What the exercise asks - All lines from the one containing "Hi there — would you mind finding the grey dog" down to the final line of the entries below: return them exactly.

Given records below:

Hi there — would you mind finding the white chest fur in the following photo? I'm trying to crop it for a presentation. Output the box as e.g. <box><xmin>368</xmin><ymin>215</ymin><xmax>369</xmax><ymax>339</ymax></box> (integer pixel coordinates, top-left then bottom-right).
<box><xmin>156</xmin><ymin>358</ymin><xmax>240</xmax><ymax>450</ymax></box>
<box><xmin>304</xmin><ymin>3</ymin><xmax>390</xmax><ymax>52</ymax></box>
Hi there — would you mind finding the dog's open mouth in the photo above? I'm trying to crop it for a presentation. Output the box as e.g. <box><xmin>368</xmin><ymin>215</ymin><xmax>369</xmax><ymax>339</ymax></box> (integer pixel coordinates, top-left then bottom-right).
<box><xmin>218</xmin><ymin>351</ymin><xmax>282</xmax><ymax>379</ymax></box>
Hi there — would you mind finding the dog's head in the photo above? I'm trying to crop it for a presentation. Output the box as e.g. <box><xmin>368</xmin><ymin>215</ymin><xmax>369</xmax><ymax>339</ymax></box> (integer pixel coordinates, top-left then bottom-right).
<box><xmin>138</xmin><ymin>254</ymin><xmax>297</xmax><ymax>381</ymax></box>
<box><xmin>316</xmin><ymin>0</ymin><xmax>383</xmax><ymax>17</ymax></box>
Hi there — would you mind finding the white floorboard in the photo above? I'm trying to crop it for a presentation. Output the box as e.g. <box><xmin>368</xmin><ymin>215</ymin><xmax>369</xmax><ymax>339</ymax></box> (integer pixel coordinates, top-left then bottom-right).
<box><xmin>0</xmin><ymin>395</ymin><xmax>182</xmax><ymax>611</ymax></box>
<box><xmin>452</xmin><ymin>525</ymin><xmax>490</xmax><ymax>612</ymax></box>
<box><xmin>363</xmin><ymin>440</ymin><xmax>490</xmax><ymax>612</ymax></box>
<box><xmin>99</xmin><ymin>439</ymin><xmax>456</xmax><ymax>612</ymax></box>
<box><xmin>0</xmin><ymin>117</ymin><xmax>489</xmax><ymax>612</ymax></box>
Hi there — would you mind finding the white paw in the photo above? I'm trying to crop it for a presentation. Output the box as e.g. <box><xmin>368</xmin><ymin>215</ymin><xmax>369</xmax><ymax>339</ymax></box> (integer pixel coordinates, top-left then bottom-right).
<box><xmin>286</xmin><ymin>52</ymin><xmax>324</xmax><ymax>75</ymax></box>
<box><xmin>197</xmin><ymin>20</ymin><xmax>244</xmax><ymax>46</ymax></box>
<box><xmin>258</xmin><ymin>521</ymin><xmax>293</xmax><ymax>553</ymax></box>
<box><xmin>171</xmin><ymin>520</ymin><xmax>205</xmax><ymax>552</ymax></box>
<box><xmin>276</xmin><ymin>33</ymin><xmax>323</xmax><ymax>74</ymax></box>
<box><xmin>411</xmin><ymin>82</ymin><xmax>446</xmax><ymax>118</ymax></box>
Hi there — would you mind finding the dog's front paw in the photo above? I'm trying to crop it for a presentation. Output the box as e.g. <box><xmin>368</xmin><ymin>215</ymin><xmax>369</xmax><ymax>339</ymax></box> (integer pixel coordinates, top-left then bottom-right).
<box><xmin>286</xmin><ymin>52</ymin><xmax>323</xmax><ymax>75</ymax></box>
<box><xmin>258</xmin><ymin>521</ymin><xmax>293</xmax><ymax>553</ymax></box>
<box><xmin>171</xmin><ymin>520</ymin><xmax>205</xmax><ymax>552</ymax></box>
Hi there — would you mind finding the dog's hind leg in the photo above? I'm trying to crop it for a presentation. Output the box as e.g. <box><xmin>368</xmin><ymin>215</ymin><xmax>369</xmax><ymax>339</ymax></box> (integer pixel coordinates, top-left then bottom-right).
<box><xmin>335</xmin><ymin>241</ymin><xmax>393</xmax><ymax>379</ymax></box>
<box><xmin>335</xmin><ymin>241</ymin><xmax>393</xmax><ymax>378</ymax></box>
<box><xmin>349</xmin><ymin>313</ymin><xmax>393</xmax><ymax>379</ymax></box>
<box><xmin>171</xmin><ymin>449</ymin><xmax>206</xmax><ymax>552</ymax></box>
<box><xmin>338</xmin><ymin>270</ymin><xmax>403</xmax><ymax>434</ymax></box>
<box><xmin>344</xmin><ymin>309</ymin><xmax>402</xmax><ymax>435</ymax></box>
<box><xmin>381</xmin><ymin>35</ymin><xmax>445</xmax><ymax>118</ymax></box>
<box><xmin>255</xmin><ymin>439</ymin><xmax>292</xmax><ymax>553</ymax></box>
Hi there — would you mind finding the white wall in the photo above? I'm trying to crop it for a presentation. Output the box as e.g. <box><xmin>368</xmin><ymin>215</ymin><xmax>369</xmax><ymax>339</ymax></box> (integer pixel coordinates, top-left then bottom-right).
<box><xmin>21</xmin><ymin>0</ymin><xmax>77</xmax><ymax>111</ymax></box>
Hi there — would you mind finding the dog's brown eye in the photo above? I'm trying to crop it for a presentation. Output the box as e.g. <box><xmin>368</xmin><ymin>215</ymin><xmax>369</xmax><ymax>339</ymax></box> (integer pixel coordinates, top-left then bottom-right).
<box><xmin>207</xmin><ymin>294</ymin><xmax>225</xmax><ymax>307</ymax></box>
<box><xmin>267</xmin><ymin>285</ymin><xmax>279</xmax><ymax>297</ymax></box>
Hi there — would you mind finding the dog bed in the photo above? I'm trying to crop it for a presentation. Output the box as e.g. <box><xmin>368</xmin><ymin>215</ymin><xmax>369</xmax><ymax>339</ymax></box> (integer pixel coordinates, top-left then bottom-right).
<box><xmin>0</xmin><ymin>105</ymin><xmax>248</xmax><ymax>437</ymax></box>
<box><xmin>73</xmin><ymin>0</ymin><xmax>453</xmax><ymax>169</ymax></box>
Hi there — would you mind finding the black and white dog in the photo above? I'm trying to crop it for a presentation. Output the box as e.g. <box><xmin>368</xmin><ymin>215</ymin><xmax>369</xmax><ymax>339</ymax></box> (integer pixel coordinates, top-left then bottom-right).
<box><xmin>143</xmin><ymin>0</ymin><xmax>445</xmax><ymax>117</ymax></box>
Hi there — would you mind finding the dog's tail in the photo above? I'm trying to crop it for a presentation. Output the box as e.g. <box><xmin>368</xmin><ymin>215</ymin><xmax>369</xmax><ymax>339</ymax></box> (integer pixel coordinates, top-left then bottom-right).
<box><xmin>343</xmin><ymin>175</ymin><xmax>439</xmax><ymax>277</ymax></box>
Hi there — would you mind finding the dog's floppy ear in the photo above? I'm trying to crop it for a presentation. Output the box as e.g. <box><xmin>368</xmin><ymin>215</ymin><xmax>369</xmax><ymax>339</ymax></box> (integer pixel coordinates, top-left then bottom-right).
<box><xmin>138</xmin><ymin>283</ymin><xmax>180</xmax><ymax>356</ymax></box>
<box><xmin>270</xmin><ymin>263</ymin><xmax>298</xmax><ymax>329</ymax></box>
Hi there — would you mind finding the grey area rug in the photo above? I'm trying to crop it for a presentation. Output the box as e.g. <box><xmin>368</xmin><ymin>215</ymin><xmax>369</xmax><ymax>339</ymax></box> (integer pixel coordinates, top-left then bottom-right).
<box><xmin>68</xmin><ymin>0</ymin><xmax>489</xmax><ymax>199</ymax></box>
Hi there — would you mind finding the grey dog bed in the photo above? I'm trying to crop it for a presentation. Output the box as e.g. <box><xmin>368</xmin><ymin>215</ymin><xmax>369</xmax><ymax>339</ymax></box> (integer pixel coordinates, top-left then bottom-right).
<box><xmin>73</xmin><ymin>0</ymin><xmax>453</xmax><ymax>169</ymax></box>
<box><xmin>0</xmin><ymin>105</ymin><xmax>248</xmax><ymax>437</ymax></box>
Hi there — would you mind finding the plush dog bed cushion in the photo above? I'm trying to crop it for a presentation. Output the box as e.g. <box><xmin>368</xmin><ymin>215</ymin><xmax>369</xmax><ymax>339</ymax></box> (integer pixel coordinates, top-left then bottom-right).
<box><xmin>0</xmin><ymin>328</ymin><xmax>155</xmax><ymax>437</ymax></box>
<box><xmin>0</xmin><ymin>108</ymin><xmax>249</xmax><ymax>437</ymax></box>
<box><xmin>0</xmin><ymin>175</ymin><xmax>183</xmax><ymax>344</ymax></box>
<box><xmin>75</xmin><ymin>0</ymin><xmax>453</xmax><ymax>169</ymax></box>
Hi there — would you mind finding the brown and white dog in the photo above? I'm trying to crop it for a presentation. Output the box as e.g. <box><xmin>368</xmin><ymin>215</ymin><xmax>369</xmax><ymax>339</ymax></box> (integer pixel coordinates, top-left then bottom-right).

End of Given records.

Response -
Hi there — would you mind finding the grey dog bed in the photo above? I'm trying to crop it for a presentation. Output the box as e.g. <box><xmin>368</xmin><ymin>215</ymin><xmax>369</xmax><ymax>339</ymax></box> (integer pixel coordinates, top-left then bottom-right).
<box><xmin>73</xmin><ymin>0</ymin><xmax>453</xmax><ymax>169</ymax></box>
<box><xmin>0</xmin><ymin>105</ymin><xmax>248</xmax><ymax>437</ymax></box>
Hi there — would you mind finding the plush dog bed cushion in the photo above? I'm trying to crop it for a presentation. Output the box as e.g. <box><xmin>368</xmin><ymin>215</ymin><xmax>369</xmax><ymax>339</ymax></box> (integer pixel coordinates, top-left then bottom-right).
<box><xmin>0</xmin><ymin>328</ymin><xmax>155</xmax><ymax>437</ymax></box>
<box><xmin>0</xmin><ymin>108</ymin><xmax>249</xmax><ymax>437</ymax></box>
<box><xmin>0</xmin><ymin>175</ymin><xmax>183</xmax><ymax>344</ymax></box>
<box><xmin>75</xmin><ymin>0</ymin><xmax>453</xmax><ymax>169</ymax></box>
Hi there — would you mind finding the brown and white dog in the photo above? I'm trying to crop it for a presentation. Output the box as e.g. <box><xmin>368</xmin><ymin>215</ymin><xmax>369</xmax><ymax>339</ymax></box> (integer pixel coordinates, top-left then bottom-right).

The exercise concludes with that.